- Metin -
----
"Ümitvar olunuz, şu istikbal inkılâbı içinde en yüksek gür sada İslâm'ın sadası olacaktır."

Piyasalar

Yığınla sorun varken

Mehmet KARA
10 Ocak 2021, Pazar
Türkiye yeni yıla birçok sorunla girdi. Zaten bozulan ekonomik dengeler koronavirüs salgını ile birlikte daha da bozuldu. Enflasyon çift hanelere çıkarken, özellikle genç işsizlik resmî rakamlara göre yüzde 30’lara tırmandı. Hayat pahalılığı sebebiyle yoksulluk çok arttı. Askıda ekmek uygulaması kampanyaları başlarken insanlar kuru ekmeğe muhtaç hale geldi. Hiçbir geliri olmayanlar komşu ve ailelerinin yardımı ile ayakta durmaya çalışıyor.
----
- Görev Girdisi -
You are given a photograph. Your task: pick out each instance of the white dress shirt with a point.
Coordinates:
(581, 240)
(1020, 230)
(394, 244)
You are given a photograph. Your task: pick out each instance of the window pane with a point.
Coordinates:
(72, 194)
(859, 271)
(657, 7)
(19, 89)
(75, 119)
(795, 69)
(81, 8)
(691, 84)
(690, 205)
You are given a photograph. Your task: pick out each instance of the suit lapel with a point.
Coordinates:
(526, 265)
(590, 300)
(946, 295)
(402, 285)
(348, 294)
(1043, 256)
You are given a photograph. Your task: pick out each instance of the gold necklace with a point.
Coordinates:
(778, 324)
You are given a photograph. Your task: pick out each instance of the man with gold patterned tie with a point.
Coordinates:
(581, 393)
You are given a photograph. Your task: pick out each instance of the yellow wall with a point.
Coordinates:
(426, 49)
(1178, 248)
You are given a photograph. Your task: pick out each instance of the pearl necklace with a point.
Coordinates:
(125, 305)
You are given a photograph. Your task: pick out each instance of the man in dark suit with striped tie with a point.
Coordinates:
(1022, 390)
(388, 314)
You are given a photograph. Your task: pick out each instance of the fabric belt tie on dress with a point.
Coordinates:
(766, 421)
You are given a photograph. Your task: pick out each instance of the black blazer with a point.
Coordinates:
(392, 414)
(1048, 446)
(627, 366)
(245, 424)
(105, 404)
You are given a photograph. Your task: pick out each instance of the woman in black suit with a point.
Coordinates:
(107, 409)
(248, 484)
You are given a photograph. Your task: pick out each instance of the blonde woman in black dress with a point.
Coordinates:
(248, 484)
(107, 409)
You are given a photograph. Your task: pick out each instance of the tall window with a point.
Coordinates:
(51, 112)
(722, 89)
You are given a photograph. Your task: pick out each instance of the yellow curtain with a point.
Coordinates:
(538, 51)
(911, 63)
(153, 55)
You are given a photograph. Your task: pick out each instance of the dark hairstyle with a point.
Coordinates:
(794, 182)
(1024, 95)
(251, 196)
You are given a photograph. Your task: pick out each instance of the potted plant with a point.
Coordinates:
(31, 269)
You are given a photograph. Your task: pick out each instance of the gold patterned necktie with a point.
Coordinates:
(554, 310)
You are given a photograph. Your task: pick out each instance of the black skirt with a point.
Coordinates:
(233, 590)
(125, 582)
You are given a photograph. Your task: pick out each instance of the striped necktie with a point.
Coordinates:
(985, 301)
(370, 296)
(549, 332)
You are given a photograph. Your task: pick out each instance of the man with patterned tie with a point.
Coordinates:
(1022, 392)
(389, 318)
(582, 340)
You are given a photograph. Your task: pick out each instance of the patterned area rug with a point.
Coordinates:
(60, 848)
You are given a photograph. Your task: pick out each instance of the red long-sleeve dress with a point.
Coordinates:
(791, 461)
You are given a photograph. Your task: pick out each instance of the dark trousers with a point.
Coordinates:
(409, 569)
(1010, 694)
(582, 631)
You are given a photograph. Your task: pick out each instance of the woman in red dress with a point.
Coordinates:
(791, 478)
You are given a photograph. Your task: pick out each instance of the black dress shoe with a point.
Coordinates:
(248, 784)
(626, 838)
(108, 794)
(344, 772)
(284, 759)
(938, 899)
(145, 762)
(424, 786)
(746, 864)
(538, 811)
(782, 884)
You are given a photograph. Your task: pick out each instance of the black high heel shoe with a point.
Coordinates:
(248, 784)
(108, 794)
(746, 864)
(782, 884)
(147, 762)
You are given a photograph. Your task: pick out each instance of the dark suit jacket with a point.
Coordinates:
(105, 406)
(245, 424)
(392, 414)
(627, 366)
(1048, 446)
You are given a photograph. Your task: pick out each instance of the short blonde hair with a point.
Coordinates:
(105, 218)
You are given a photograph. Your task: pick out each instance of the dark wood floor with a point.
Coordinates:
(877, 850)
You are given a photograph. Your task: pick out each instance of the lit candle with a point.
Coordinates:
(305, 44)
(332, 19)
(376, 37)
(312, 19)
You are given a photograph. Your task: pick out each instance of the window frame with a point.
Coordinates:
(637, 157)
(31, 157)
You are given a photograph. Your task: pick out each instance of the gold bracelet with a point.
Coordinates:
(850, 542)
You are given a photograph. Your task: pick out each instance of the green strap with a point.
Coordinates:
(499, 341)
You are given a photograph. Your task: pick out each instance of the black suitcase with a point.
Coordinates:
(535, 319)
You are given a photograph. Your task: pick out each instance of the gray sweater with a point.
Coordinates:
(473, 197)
----
- Görevler -
a: Ekonomiyle ilgili yazıda bozulduğu, yükseldiği ya da arttığı söylenen olguları sırala.
b: Kayıtlarda "window" sözcüğünü içeren bütün satırları ayıkla.

- Nihai Sonuçlar -
a:
- Ekonomik dengeler (koronavirüs salgınıyla daha da bozuldu)
- Enflasyon (çift hanelere çıktı)
- Genç işsizlik (resmî rakamlara göre yüzde 30'lara tırmandı)
- Yoksulluk (hayat pahalılığı sebebiyle çok arttı)

b:
You are given a photograph. Your task: pick out each instance of the window pane with a point.
You are given a photograph. Your task: pick out each instance of the tall window with a point.
You are given a photograph. Your task: pick out each instance of the window frame with a point.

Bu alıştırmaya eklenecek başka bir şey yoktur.